■ SOURCE ■
----------------------------------------
I am part of Generation Y, which comes with all sorts of problems that Generation X probably never encountered. One such millennial problem is the rise of social media. Is it a blessing or is it a curse?
During a recent conversation with a friend, who actually doesn’t use social media much, except for a ghost* (by ghost, I mean, the account exists, but isn’t used often) Instagram account, it cropped up in conversation that he doesn’t follow his girlfriend online. When I asked why not, (because in my opinion, I thought it weird), he replied that they used to follow each other, but after a few arguments over him liking other girls pictures, she un-followed him, and he just never requested to follow her back. He said that the girls in the pictures tended to just be girls that had a large following base, and the likes were innocent enough, but they made his girlfriend upset. He said, “My pal told me to follow this girl, so I did, and it pissed her off.” So, do they have it right? Is it better to not follow each other on these accounts?
Out of sight, out of mind can often work. The saying, “Ignorance is bliss” wasn’t coined for nothing, but I don’t think that these fears over social media is completely unfounded when so many relationships now begin over the very thing that can lead to breakups. People get jealous and insecure over their other half’s online habits. One reason is possibly because they feel threatened.
Everyone know’s that everyone else is only posting their high-light reels to the world. It’s like a series of “best-bits”. You never see the out-takes, i.e. the parts of our lives where things aren’t something to write home about. We know this, but yet somehow, getting this message to our brains seems to be a bit of a struggle. And yet here we are, comparing our apples to someone else’s oranges. We aren’t even comparing our grass to the greener grass anymore, we are comparing our grass to the fake permanently green grass – the operative word here being, “fake”. People see me post pictures of travelling all the time and think I am living the dream. While it’s good sometimes, what people don’t see is all of the special occasions that I miss, the times when I am so tired that I want to cry, or the times that I am a bit fed up and feel lonely.
----------------------------------------
Annotated coordinate records
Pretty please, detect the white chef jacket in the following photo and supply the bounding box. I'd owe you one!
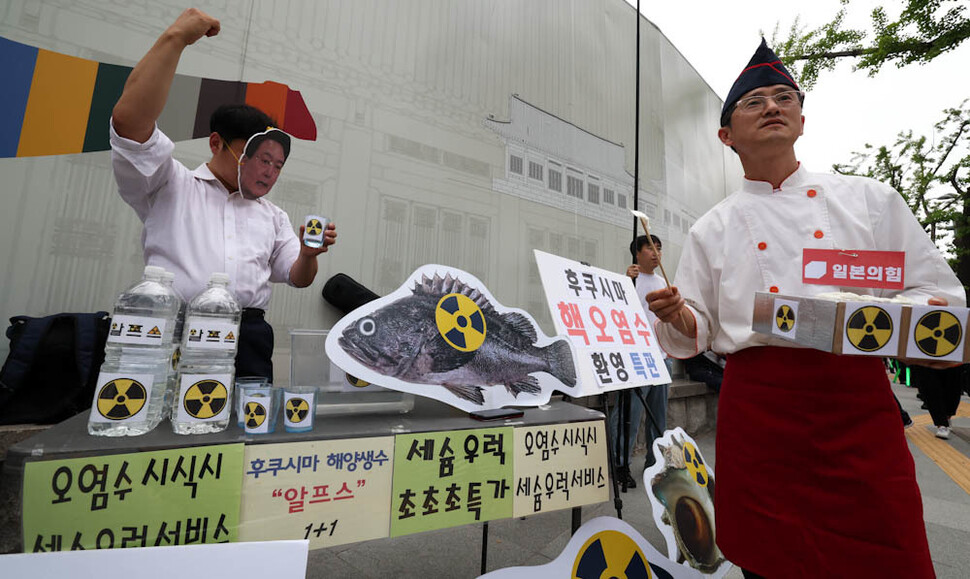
[110,125,300,309]
[635,273,667,358]
[656,165,966,358]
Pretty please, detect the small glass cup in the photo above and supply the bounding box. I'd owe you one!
[283,386,317,432]
[241,383,283,434]
[235,376,269,428]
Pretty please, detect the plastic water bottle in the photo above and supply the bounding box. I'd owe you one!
[88,266,179,436]
[172,273,242,434]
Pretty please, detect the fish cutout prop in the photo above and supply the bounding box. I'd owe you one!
[0,38,317,157]
[479,517,705,579]
[643,427,731,579]
[326,265,577,412]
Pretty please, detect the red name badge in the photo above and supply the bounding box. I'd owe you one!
[802,249,906,289]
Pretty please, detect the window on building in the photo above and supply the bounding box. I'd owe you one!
[566,175,583,199]
[529,161,543,181]
[603,189,616,205]
[549,167,562,193]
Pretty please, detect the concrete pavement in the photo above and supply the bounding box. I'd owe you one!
[307,385,970,579]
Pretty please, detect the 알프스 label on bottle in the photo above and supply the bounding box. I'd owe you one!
[177,374,232,422]
[182,317,239,353]
[108,315,171,346]
[90,372,155,424]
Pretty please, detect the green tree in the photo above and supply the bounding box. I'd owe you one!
[772,0,970,89]
[833,99,970,288]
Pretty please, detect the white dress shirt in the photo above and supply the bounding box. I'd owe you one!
[111,126,300,309]
[656,165,966,358]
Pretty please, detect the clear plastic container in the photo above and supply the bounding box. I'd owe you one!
[88,266,179,436]
[290,330,414,416]
[171,273,242,434]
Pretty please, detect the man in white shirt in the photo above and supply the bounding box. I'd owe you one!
[610,235,671,488]
[110,9,337,380]
[647,40,966,577]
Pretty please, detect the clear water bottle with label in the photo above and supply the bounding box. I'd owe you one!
[88,266,179,436]
[172,273,242,434]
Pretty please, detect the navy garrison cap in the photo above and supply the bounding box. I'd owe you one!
[721,38,798,127]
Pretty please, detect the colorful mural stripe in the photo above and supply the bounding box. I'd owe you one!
[0,38,317,158]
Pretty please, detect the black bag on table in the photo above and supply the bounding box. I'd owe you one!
[0,312,110,424]
[322,273,380,314]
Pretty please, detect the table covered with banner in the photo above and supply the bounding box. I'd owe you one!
[3,398,609,553]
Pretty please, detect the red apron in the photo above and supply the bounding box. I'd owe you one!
[714,347,934,578]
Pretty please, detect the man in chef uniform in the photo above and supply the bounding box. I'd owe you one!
[647,39,966,578]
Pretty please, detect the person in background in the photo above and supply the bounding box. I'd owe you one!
[610,235,671,488]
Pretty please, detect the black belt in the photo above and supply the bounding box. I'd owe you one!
[242,308,266,322]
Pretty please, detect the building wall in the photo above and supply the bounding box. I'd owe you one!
[0,0,738,379]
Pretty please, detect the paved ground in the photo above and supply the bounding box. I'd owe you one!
[307,386,970,579]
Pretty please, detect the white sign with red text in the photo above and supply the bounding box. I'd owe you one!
[534,249,670,397]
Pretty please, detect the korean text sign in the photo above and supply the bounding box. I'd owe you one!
[391,427,514,537]
[512,420,609,517]
[239,436,394,549]
[23,444,243,553]
[535,250,670,396]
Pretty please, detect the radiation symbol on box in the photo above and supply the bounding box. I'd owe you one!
[306,219,323,235]
[285,398,310,424]
[775,304,795,332]
[346,374,370,388]
[243,402,266,428]
[434,294,486,352]
[98,378,148,420]
[913,310,963,357]
[182,379,229,420]
[572,531,652,579]
[845,306,893,352]
[684,442,710,487]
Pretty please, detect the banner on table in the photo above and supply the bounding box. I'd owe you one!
[23,444,243,553]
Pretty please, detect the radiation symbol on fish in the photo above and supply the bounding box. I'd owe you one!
[775,304,795,332]
[182,379,229,420]
[243,402,266,428]
[845,306,893,352]
[913,310,963,357]
[347,374,370,388]
[306,219,323,235]
[98,378,148,420]
[684,442,710,487]
[434,294,486,352]
[285,398,310,423]
[571,531,653,579]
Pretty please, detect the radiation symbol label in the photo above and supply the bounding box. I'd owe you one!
[97,378,148,420]
[775,304,795,332]
[243,402,266,429]
[572,531,652,579]
[182,379,229,420]
[284,397,310,424]
[306,219,323,235]
[913,310,963,358]
[346,374,370,388]
[684,442,710,487]
[845,306,893,352]
[434,294,486,352]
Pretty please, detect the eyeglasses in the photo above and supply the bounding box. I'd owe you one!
[734,90,805,113]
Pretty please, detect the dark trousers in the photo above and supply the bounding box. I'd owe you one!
[909,366,964,426]
[236,308,273,382]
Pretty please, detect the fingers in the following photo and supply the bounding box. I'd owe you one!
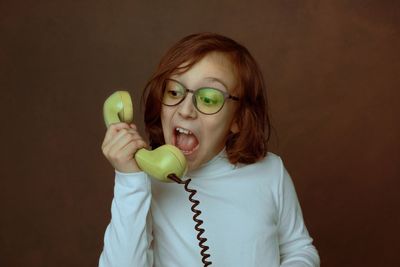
[102,123,147,161]
[102,122,130,147]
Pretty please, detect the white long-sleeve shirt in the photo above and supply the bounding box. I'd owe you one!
[99,151,319,267]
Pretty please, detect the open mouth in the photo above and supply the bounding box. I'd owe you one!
[174,127,199,155]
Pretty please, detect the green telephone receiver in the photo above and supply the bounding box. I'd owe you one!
[103,91,187,182]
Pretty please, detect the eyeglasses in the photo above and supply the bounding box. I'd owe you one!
[162,79,239,115]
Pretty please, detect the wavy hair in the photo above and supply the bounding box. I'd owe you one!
[142,33,271,164]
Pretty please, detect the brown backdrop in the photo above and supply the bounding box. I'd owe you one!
[0,0,400,267]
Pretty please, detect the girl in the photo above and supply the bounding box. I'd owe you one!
[99,33,319,267]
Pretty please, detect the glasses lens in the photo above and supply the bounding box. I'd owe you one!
[162,80,186,106]
[195,88,225,114]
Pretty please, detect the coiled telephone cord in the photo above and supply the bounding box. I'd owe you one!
[168,174,212,267]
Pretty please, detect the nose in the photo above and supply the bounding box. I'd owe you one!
[178,92,197,119]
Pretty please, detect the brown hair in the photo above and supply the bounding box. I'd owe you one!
[142,33,271,164]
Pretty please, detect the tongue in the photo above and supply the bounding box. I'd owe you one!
[176,134,199,151]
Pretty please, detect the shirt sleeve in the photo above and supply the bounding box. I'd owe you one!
[278,160,320,267]
[99,170,153,267]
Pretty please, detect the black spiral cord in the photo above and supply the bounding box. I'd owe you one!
[168,174,212,267]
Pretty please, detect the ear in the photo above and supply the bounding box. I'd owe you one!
[229,120,240,134]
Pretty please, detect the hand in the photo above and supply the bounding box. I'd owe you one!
[101,122,147,172]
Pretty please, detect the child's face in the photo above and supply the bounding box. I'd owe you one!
[161,52,238,170]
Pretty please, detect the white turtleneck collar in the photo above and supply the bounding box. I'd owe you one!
[186,148,236,178]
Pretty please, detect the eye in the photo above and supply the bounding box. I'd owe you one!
[197,88,224,106]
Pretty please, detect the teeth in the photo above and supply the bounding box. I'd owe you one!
[176,127,192,134]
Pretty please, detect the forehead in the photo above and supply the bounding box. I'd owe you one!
[171,52,237,92]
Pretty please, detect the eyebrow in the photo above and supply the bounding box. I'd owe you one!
[204,77,228,91]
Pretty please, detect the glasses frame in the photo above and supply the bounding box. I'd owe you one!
[161,79,240,115]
----------------------------------------
■ SET TASK 1 ■
Condense the paragraph of the social media essay that begins "Out of sight, out of mind can often work" into a shorter version that keeps its main points.
■ SET TASK 2 ■
Repeat everything in the social media essay from "During a recent" down to "on these accounts?", word for word.
■ SET TASK 3 ■
According to the social media essay, what led the friend's girlfriend to unfollow him?

■ FULL OUTPUT 1 ■
Keeping things out of sight can work, and "Ignorance is bliss" became a saying for a reason. Still, fears about social media are not baseless, because many relationships now begin through the same thing that can lead to breakups. People become jealous and insecure about a partner's online habits, possibly because they feel threatened.

■ FULL OUTPUT 2 ■
During a recent conversation with a friend, who actually doesn’t use social media much, except for a ghost* (by ghost, I mean, the account exists, but isn’t used often) Instagram account, it cropped up in conversation that he doesn’t follow his girlfriend online. When I asked why not, (because in my opinion, I thought it weird), he replied that they used to follow each other, but after a few arguments over him liking other girls pictures, she un-followed him, and he just never requested to follow her back. He said that the girls in the pictures tended to just be girls that had a large following base, and the likes were innocent enough, but they made his girlfriend upset. He said, “My pal told me to follow this girl, so I did, and it pissed her off.” So, do they have it right? Is it better to not follow each other on these accounts?

■ FULL OUTPUT 3 ■
She unfollowed him after a few arguments over him liking other girls' pictures.